Think about the last time you sat down to write or sketch something. The page was blank, your brain felt even blanker, and suddenly the thought popped up: What if I just let AI do it? A few keystrokes later, the screen fills with words or images. They’re neat, tidy, maybe even good — but something’s missing. That something is you.

What AI Can Do (and What It Never Will)
Here’s the truth: AI is brilliant at certain things. It can throw out fifty ideas in less time than it takes you to refill your coffee. It can remix patterns you didn’t even know were there. It can hand you a starting point when your brain feels like mush.
But here’s what it can’t do: feel the way you do when you’re writing about your grandmother’s recipe, or sketching the skyline of your hometown, or putting into words what it felt like to finally achieve a goal you thought was impossible. AI doesn’t know heartbreak. It doesn’t know joy. It doesn’t know you.
That’s why the secret isn’t avoiding AI. It’s learning how to use it without giving up your creative fingerprint.
Five Ways to Make AI Work With You, Not Instead of You
Here’s how I like to think of it: AI is a chatty brainstorming partner. Helpful, sometimes overwhelming, and definitely not in charge. These are some tricks that keep me in the driver’s seat:
- Use it for messy brainstorming. Ask it to toss out twenty ideas — no filter, no judgment. Most will be trash, but one or two will spark something fresh in you.

- STORED RECORDS -
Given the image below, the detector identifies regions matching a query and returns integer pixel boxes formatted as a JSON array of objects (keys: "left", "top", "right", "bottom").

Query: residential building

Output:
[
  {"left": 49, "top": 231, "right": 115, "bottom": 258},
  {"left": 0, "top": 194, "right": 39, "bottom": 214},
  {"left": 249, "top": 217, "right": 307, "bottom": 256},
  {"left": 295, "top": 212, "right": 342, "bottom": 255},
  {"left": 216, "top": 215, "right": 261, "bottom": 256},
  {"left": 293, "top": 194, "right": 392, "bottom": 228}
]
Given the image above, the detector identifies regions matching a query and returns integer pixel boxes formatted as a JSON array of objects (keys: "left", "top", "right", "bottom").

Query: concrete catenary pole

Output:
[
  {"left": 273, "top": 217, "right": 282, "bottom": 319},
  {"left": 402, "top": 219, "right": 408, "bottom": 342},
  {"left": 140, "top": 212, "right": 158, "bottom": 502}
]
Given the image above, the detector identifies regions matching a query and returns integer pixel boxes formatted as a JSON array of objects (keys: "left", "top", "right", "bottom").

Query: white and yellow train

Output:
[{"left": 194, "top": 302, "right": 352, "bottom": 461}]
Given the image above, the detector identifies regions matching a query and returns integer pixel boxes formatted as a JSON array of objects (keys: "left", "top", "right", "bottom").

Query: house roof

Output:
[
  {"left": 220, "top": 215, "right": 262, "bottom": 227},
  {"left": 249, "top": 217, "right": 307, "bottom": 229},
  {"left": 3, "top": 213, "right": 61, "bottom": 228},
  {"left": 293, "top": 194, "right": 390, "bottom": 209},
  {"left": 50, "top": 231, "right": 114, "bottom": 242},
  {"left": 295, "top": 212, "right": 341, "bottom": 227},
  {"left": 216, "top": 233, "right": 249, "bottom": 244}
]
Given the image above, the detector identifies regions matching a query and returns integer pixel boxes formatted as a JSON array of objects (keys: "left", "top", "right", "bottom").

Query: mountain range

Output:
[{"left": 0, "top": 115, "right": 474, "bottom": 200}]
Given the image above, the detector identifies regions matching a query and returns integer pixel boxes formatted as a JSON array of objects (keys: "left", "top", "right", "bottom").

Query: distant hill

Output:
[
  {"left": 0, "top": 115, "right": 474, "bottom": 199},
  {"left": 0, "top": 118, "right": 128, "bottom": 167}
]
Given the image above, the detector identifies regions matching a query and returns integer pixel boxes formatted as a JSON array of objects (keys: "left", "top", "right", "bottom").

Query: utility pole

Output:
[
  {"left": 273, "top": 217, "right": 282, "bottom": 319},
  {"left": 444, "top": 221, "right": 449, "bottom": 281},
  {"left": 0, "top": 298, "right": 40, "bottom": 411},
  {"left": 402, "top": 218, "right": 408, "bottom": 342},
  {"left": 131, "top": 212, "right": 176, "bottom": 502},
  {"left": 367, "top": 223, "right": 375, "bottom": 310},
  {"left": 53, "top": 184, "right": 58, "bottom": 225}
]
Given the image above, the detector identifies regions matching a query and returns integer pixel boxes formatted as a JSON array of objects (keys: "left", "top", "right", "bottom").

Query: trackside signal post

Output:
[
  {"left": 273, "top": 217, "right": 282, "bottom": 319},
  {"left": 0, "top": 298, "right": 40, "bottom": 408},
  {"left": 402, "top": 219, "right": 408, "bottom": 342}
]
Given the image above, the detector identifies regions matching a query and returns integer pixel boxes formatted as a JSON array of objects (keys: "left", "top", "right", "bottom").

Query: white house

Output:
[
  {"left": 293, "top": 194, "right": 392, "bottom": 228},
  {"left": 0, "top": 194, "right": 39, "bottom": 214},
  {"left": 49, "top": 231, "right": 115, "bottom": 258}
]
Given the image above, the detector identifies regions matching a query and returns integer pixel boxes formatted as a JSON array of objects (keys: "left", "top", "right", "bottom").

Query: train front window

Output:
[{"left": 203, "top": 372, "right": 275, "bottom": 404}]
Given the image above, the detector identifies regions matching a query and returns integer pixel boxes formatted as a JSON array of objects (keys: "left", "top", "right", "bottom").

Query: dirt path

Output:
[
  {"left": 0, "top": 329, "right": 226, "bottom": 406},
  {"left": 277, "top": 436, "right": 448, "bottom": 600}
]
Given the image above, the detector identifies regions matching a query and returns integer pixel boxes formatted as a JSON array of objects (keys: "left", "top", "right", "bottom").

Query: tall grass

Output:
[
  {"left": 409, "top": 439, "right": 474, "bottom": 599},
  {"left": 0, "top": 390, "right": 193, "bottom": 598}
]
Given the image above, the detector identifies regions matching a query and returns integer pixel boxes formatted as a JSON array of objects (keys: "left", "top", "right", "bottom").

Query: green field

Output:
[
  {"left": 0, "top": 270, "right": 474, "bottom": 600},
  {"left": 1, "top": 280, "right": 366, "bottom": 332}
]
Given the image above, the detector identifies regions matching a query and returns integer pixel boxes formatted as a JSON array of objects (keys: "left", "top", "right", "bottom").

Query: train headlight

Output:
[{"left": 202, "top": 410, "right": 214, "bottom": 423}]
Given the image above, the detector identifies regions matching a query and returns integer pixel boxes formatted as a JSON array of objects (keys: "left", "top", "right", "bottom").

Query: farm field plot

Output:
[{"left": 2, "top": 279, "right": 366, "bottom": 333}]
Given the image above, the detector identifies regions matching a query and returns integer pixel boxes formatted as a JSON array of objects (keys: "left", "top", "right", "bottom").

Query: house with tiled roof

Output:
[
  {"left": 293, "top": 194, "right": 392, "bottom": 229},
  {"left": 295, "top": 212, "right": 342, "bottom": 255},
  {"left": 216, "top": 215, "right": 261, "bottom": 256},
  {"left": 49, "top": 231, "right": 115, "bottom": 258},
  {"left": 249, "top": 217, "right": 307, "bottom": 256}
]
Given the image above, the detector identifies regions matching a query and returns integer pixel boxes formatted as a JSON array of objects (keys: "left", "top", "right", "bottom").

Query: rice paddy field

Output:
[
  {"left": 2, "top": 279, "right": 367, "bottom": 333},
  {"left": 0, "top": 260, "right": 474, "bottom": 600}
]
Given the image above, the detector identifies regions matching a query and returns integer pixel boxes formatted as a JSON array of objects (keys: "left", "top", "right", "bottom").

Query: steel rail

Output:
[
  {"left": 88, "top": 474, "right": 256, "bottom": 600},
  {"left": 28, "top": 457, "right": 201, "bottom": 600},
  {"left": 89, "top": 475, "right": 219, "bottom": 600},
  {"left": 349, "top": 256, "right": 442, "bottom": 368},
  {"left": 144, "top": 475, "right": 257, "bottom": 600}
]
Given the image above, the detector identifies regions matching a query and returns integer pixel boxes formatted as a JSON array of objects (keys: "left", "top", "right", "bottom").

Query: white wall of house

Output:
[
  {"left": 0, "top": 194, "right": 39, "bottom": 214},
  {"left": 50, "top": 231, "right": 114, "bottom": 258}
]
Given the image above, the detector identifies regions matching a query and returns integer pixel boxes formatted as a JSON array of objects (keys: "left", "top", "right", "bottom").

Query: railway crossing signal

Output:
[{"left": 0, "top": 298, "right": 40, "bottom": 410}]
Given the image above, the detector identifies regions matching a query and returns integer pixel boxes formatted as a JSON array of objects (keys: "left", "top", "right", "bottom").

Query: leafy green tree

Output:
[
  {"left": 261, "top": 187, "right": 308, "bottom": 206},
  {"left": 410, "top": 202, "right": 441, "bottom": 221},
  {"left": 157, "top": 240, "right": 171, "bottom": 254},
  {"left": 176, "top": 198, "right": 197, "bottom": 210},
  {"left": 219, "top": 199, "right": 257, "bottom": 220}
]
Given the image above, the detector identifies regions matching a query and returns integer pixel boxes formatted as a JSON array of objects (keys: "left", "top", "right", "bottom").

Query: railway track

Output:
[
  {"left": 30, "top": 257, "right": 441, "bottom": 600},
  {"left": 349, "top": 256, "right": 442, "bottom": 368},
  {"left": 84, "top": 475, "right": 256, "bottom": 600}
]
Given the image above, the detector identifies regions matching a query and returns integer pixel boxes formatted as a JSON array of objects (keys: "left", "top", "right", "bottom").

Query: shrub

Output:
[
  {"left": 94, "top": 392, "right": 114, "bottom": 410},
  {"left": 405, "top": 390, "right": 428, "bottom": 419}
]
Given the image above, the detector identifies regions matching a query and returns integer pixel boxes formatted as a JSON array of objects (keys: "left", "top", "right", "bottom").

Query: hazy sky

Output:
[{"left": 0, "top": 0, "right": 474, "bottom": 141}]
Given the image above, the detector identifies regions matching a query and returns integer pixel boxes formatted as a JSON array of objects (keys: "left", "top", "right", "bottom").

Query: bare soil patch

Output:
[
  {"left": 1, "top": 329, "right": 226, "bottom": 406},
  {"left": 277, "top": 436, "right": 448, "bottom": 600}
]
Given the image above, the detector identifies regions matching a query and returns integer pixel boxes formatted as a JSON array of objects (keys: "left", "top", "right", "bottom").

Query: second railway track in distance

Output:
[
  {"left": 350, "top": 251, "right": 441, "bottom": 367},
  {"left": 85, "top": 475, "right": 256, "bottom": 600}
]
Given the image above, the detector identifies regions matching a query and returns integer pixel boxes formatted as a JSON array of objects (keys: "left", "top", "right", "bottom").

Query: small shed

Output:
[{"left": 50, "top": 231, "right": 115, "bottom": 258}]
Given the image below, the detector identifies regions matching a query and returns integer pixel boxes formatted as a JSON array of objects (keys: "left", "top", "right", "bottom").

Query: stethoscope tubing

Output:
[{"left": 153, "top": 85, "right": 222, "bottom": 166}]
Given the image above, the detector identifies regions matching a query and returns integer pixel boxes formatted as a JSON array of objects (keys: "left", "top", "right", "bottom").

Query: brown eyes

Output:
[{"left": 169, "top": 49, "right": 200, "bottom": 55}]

- WORK REQUIRED -
Please copy out the piece on AI and creativity word for word, from its opening sentence through its final line.

- CORRECT ANSWER -
Think about the last time you sat down to write or sketch something. The page was blank, your brain felt even blanker, and suddenly the thought popped up: What if I just let AI do it? A few keystrokes later, the screen fills with words or images. They’re neat, tidy, maybe even good — but something’s missing. That something is you.

What AI Can Do (and What It Never Will)
Here’s the truth: AI is brilliant at certain things. It can throw out fifty ideas in less time than it takes you to refill your coffee. It can remix patterns you didn’t even know were there. It can hand you a starting point when your brain feels like mush.
But here’s what it can’t do: feel the way you do when you’re writing about your grandmother’s recipe, or sketching the skyline of your hometown, or putting into words what it felt like to finally achieve a goal you thought was impossible. AI doesn’t know heartbreak. It doesn’t know joy. It doesn’t know you.
That’s why the secret isn’t avoiding AI. It’s learning how to use it without giving up your creative fingerprint.
Five Ways to Make AI Work With You, Not Instead of You
Here’s how I like to think of it: AI is a chatty brainstorming partner. Helpful, sometimes overwhelming, and definitely not in charge. These are some tricks that keep me in the driver’s seat:
- Use it for messy brainstorming. Ask it to toss out twenty ideas — no filter, no judgment. Most will be trash, but one or two will spark something fresh in you.